═════ Kutipan Teks ═════

Menuju konten utama

Kisah Guru Agama Korban Talangsari Tuntut Keadilan

Penderitaan dan diskriminatif yang Amir rasakan puluhan tahun hanya dijawab lewat deklarasi damai yang dinilai menyalahi prosedur hukum.

Kisah Guru Agama Korban Talangsari Tuntut Keadilan
Perwakilan Paguyuban Keluarga Korban Talangsari Lampung (PK2TL) Edi Arsadad menunjukkan surat deklarasi damai terhadap kasus pelanggaran HAM berat Talangsari 1989 di gedung Ombudsman, Jakarta, Senin (4/3/2019). ANTARA FOTO/Dhemas Reviyanto.

tirto.id - Amir (74 tahun) tak pernah menyangka derita hidupnya akan sepanjang ini. Selama 30 tahun ia menempuh jalan sunyi yang berliku sebagai korban represi dan diskriminasi negara hanya karena diduga menjadi salah satu penggerak “negara Islam” di Talangsari--rekaan Orde Baru yang berujung pada pembantaian umat Islam.

30 tahun lalu, Amir masih nikmat menjalani hidup sebagai guru agama Islam di salah satu sekolah dasar negeri, di Dusun Bandar Agung, Kecamatan Labuan Manggarai, Lampung. Saat ini, kecamatan itu telah menjadi Bandar Sribhawono sejak desentralisasi. Saat itu, umur Amir masih 44 tahun.

“Saya hanya mengajar di sekolah saja. Saya tidak pernah mengajar di mana pun lagi selain di sekolah," kata pria yang diangkat menjadi guru PNS pada 1982 itu.

Namun, gejala petaka datang tengah malam menjelang 7 Februari 1989. Saat itu, Kolonel Hendropriyono memimpin pasukan yang terdiri dari 3 peleton Batalyon 143 dan satu peleton Brigade Mobil (Brimob). Pukul 04.00, pada 7 Februari 1989, pasukan menyerbu Umbul Cihideung. Sebagaimana dilaporkan Majalah Tempo edisi 18 Februari 1989, sebanyak 246 pengikut Warsidi tewas, termasuk Warsidi sendiri.

Warsidi dan pengikutnya dibantai karena dianggap menjadi salah satu kubu yang ingin menegakkan "negara Islam" di Talangsari, Lampung. Dan tentu Orde Baru tak menyukai hal tersebut, terutama sejak penerapan asas tunggal Pancasila oleh negara.

Kejadian pembantaian Talangsari pecah dan imbasnya melebar ke mana-mana, termasuk ke kehidupan Amir.

═════

Yang Dikerjakan:
[1] Bisakah Anda mencetak bagian artikel Talangsari, mulai dari "Penderitaan dan diskriminatif" terus ke bawah sampai "pembantaian umat Islam."?
[2] Baris mana saja dalam data yang memuat kata "hoodie"? Sebutkan semuanya.
Artikel Talangsari dan baris-baris data ini berasal dari sumber yang berbeda.

═════ Bahan Latihan ═════

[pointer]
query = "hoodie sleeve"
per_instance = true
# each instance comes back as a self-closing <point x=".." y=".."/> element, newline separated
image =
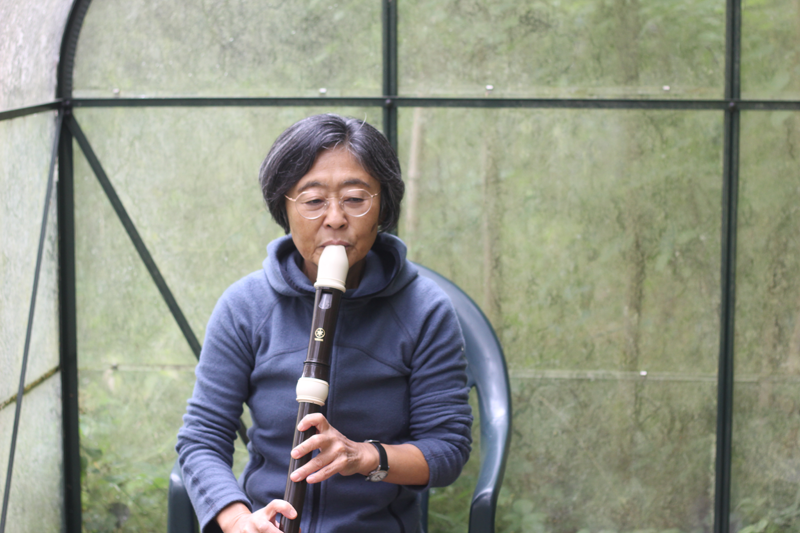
<point x="440" y="415"/>
<point x="205" y="442"/>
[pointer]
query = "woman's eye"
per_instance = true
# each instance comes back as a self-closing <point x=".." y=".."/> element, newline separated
<point x="314" y="202"/>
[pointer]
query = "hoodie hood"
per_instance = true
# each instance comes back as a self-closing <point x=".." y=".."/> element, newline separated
<point x="386" y="271"/>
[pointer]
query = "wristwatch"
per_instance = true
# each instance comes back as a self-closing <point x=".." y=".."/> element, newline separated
<point x="383" y="464"/>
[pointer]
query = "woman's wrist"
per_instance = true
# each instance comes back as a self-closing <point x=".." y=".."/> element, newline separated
<point x="230" y="515"/>
<point x="369" y="458"/>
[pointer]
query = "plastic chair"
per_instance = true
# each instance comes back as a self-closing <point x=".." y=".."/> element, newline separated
<point x="486" y="372"/>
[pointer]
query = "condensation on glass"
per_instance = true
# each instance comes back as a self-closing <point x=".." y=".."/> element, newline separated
<point x="36" y="501"/>
<point x="766" y="459"/>
<point x="238" y="48"/>
<point x="26" y="141"/>
<point x="591" y="241"/>
<point x="646" y="49"/>
<point x="29" y="49"/>
<point x="770" y="50"/>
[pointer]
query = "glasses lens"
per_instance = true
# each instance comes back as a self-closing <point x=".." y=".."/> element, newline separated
<point x="311" y="205"/>
<point x="356" y="202"/>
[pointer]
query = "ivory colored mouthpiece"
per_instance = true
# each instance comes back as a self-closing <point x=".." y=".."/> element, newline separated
<point x="332" y="269"/>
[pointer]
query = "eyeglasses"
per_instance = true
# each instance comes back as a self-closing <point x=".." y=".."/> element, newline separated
<point x="312" y="205"/>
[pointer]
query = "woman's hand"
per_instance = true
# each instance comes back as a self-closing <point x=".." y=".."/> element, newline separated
<point x="337" y="453"/>
<point x="237" y="518"/>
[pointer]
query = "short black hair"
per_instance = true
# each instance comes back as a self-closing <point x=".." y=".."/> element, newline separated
<point x="296" y="149"/>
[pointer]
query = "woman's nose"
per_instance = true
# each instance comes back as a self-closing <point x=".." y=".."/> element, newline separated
<point x="334" y="216"/>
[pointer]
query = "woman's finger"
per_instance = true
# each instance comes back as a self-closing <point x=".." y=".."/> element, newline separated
<point x="264" y="520"/>
<point x="317" y="420"/>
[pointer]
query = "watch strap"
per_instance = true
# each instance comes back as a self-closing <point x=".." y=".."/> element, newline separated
<point x="383" y="461"/>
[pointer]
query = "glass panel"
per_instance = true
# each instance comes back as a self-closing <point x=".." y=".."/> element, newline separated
<point x="771" y="49"/>
<point x="237" y="48"/>
<point x="25" y="147"/>
<point x="189" y="181"/>
<point x="599" y="48"/>
<point x="591" y="240"/>
<point x="36" y="501"/>
<point x="766" y="460"/>
<point x="29" y="51"/>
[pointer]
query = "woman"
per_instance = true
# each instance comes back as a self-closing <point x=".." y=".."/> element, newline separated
<point x="397" y="367"/>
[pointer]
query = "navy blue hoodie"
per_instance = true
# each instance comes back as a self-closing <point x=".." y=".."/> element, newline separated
<point x="397" y="376"/>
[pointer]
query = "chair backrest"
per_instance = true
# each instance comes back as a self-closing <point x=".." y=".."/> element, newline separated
<point x="486" y="370"/>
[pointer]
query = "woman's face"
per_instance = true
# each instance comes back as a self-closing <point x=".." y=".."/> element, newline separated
<point x="334" y="172"/>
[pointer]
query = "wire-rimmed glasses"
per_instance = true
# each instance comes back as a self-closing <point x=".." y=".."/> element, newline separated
<point x="312" y="204"/>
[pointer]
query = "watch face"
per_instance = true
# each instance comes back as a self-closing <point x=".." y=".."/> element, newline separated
<point x="377" y="475"/>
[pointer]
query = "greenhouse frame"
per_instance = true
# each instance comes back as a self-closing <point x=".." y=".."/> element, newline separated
<point x="614" y="182"/>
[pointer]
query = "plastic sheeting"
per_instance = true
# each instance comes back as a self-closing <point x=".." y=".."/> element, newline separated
<point x="29" y="50"/>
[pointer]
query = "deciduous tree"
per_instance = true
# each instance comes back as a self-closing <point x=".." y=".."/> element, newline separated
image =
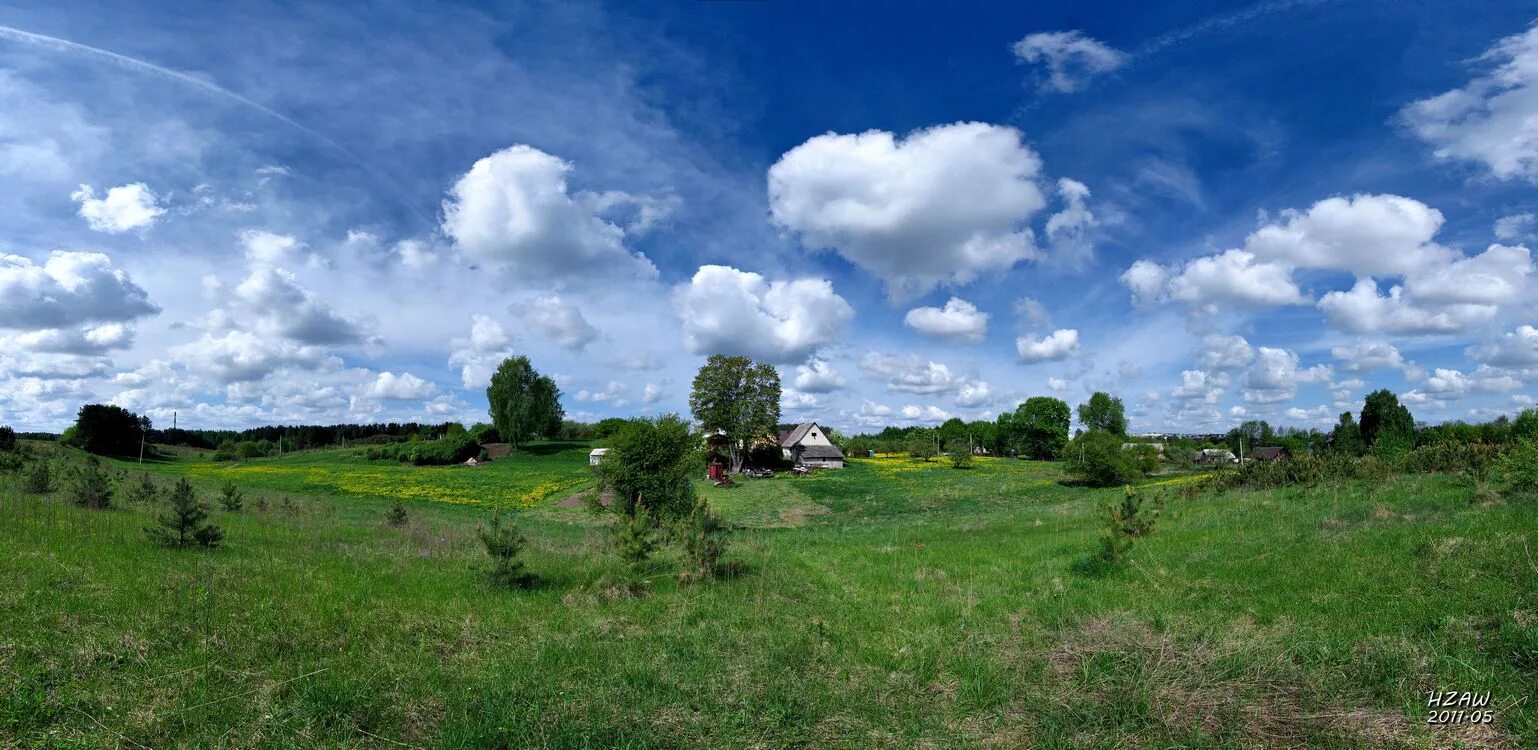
<point x="739" y="398"/>
<point x="1041" y="428"/>
<point x="1383" y="414"/>
<point x="1103" y="412"/>
<point x="523" y="403"/>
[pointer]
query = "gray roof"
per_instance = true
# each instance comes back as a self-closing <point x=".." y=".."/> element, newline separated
<point x="820" y="452"/>
<point x="797" y="434"/>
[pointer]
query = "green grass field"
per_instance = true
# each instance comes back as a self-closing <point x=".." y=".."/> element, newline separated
<point x="889" y="604"/>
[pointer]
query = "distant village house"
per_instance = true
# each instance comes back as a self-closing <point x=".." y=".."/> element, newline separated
<point x="808" y="444"/>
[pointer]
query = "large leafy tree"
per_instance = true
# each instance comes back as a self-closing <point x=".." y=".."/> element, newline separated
<point x="648" y="467"/>
<point x="523" y="403"/>
<point x="1103" y="412"/>
<point x="1041" y="424"/>
<point x="1383" y="417"/>
<point x="952" y="435"/>
<point x="109" y="431"/>
<point x="1346" y="437"/>
<point x="739" y="398"/>
<point x="1097" y="458"/>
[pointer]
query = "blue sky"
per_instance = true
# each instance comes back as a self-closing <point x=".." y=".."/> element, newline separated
<point x="257" y="212"/>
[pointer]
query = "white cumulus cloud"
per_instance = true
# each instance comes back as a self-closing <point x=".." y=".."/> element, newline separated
<point x="1488" y="120"/>
<point x="1069" y="56"/>
<point x="512" y="209"/>
<point x="400" y="388"/>
<point x="945" y="203"/>
<point x="1060" y="345"/>
<point x="957" y="321"/>
<point x="729" y="311"/>
<point x="122" y="209"/>
<point x="560" y="321"/>
<point x="68" y="289"/>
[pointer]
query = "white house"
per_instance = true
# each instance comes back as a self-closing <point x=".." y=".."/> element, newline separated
<point x="808" y="444"/>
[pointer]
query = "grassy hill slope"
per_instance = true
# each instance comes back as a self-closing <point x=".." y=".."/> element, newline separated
<point x="891" y="604"/>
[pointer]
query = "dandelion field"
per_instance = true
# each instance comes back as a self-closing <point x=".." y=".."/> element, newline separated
<point x="888" y="604"/>
<point x="517" y="481"/>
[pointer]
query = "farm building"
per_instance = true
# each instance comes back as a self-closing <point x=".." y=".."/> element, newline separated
<point x="1271" y="454"/>
<point x="808" y="444"/>
<point x="1214" y="455"/>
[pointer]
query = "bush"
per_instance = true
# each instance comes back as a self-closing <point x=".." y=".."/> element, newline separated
<point x="703" y="538"/>
<point x="397" y="514"/>
<point x="485" y="434"/>
<point x="1518" y="467"/>
<point x="503" y="544"/>
<point x="1123" y="523"/>
<point x="1098" y="460"/>
<point x="185" y="521"/>
<point x="93" y="487"/>
<point x="649" y="466"/>
<point x="39" y="478"/>
<point x="231" y="498"/>
<point x="922" y="446"/>
<point x="1146" y="458"/>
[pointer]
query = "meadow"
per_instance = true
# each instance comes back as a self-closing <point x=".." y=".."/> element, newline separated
<point x="888" y="604"/>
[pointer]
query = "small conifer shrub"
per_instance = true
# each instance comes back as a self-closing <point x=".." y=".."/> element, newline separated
<point x="143" y="491"/>
<point x="396" y="515"/>
<point x="231" y="498"/>
<point x="503" y="544"/>
<point x="1123" y="523"/>
<point x="185" y="521"/>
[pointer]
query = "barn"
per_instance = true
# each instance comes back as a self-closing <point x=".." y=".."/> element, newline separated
<point x="808" y="444"/>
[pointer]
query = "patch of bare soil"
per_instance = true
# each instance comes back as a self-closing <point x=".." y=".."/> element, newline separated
<point x="579" y="500"/>
<point x="797" y="517"/>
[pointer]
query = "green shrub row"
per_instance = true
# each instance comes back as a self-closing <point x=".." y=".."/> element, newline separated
<point x="449" y="449"/>
<point x="1509" y="464"/>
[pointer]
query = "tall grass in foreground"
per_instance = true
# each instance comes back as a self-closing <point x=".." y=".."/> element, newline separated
<point x="892" y="604"/>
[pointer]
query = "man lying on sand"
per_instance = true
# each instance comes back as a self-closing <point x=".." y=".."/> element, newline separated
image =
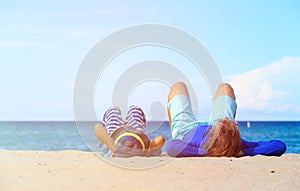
<point x="126" y="138"/>
<point x="219" y="137"/>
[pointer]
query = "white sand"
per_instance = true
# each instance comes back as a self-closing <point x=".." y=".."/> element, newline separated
<point x="76" y="170"/>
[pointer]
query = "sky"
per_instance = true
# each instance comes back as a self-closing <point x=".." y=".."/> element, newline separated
<point x="255" y="45"/>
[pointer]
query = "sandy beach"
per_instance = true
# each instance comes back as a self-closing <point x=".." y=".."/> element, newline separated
<point x="77" y="170"/>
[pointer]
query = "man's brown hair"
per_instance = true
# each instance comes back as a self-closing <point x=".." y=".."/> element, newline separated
<point x="223" y="140"/>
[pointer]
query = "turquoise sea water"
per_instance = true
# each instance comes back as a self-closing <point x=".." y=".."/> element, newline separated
<point x="54" y="136"/>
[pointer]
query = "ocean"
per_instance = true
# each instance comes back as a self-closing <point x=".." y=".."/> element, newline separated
<point x="56" y="136"/>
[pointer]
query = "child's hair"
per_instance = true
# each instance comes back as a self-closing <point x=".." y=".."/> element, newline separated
<point x="223" y="139"/>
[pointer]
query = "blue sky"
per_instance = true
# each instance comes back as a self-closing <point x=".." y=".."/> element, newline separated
<point x="255" y="44"/>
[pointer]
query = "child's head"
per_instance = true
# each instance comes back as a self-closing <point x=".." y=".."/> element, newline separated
<point x="223" y="139"/>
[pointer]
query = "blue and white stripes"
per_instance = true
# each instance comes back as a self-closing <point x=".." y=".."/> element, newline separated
<point x="112" y="119"/>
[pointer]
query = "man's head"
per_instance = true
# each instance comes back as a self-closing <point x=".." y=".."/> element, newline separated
<point x="224" y="139"/>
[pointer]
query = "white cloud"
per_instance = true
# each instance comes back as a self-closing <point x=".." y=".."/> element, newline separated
<point x="272" y="88"/>
<point x="22" y="44"/>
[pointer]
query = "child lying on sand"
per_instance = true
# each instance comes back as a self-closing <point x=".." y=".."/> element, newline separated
<point x="220" y="137"/>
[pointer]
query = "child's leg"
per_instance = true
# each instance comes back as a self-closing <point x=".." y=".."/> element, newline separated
<point x="224" y="104"/>
<point x="112" y="119"/>
<point x="180" y="112"/>
<point x="136" y="118"/>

═════

Hasil per Tugas:
[1]
Penderitaan dan diskriminatif yang Amir rasakan puluhan tahun hanya dijawab lewat deklarasi damai yang dinilai menyalahi prosedur hukum.

Kisah Guru Agama Korban Talangsari Tuntut Keadilan
Perwakilan Paguyuban Keluarga Korban Talangsari Lampung (PK2TL) Edi Arsadad menunjukkan surat deklarasi damai terhadap kasus pelanggaran HAM berat Talangsari 1989 di gedung Ombudsman, Jakarta, Senin (4/3/2019). ANTARA FOTO/Dhemas Reviyanto.

tirto.id - Amir (74 tahun) tak pernah menyangka derita hidupnya akan sepanjang ini. Selama 30 tahun ia menempuh jalan sunyi yang berliku sebagai korban represi dan diskriminasi negara hanya karena diduga menjadi salah satu penggerak “negara Islam” di Talangsari--rekaan Orde Baru yang berujung pada pembantaian umat Islam.

[2]
query = "hoodie sleeve"
query = "hoodie hood"
query = "navy blue hoodie"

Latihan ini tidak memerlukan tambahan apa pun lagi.